■ **Exercise instructions**
Only the lines from the line that contains "Return one point per instance of the wood knot" through the final line of the entries below belong in your answer, copied exactly and without pictures.

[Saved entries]
■ ■ ■ ■ ■
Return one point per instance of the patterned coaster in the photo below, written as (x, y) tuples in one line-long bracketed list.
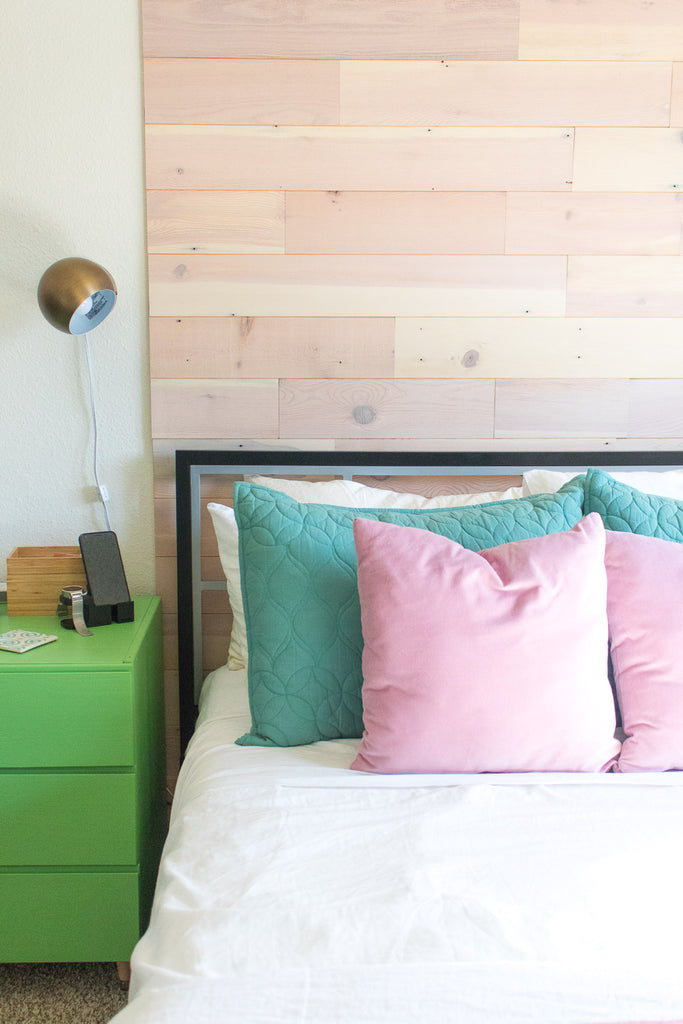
[(23, 640)]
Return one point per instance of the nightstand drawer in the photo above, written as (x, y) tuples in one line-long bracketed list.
[(69, 915), (68, 819), (71, 719)]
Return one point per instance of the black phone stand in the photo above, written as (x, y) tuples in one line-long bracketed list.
[(109, 598)]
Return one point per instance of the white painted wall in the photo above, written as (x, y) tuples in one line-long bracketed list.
[(72, 183)]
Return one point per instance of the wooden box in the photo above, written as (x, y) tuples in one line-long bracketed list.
[(36, 576)]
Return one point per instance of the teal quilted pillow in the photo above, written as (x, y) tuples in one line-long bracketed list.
[(302, 611), (626, 509)]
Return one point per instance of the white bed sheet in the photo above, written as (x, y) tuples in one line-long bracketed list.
[(293, 889)]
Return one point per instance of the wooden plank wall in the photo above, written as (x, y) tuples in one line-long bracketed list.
[(417, 223)]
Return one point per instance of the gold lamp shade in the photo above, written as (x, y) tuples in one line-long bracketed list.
[(75, 295)]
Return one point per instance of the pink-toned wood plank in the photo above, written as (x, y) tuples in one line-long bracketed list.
[(625, 286), (280, 346), (556, 409), (394, 222), (366, 159), (356, 286), (628, 160), (504, 92), (214, 409), (594, 222), (531, 443), (677, 95), (610, 30), (655, 408), (386, 409), (538, 346), (485, 29), (182, 221), (182, 90)]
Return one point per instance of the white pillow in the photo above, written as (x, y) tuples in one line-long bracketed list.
[(667, 483), (348, 494)]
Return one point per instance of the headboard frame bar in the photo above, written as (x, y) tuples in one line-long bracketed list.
[(190, 466)]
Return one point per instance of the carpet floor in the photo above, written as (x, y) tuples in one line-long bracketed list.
[(59, 993)]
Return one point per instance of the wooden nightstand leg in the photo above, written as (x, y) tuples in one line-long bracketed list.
[(123, 970)]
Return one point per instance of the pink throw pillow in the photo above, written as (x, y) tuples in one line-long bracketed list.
[(644, 594), (484, 662)]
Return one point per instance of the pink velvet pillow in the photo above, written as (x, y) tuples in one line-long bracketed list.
[(484, 662), (644, 595)]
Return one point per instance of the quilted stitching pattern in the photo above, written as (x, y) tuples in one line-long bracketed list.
[(298, 568), (626, 509)]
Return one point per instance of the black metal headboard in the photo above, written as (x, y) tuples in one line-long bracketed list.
[(191, 465)]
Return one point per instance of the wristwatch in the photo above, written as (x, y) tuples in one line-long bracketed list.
[(71, 607)]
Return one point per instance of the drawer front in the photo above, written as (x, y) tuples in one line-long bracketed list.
[(68, 718), (68, 916), (70, 819)]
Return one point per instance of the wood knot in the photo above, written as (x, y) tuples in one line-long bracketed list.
[(364, 414), (470, 358)]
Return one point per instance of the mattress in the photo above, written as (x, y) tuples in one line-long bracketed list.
[(293, 889)]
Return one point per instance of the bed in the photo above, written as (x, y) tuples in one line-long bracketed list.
[(445, 802)]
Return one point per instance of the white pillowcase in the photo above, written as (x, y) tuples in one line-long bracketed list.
[(668, 483), (347, 494)]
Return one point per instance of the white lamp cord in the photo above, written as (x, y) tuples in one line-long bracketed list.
[(101, 491)]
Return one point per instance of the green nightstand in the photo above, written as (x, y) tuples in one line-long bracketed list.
[(82, 788)]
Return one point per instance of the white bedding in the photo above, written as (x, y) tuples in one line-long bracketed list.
[(294, 890)]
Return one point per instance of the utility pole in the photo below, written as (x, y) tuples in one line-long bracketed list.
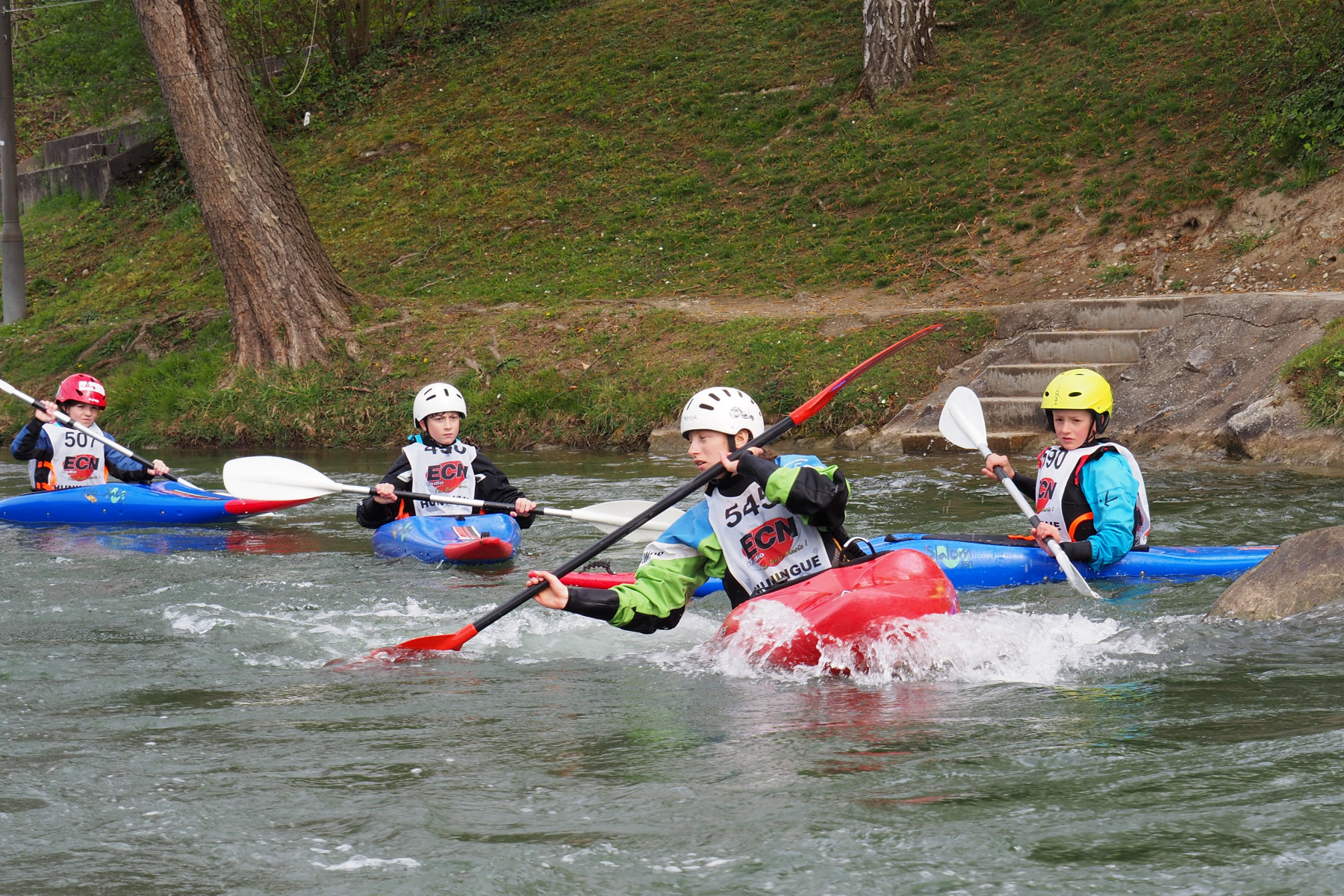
■ ■ ■ ■ ■
■ **Written answer**
Return one point per instance of the wood knot in the photo above, written as (x, y) tuples in one line-long bracketed list.
[(364, 414), (470, 358)]
Return one point per instance of the mattress in the photo above, written as (x, y) tuples in one line-long bracketed list.
[(293, 889)]
Return one point per instance of the bed in the photo above, written as (x, y) tuples in one line-long bracketed list.
[(445, 802)]
Return one point per instance of the white pillowcase in the photo above, written as (x, y) tuples in one line-long bracketed list.
[(668, 483), (347, 494)]
Return one point per instance of the white lamp cord in the photo above, written as (x, y) tuples in one line-long bracketed list.
[(101, 491)]
Return one point per instance of the green nightstand in the photo above, written as (x, y) tuples in one line-long bracketed list.
[(82, 788)]
Return one point per instance of the white bedding in the photo above, written as (x, y) tuples in one line-long bracketed list.
[(294, 890)]
Return one point per instance of the utility pole in the photo below, written as (x, y) tuples in one line-long bracketed list.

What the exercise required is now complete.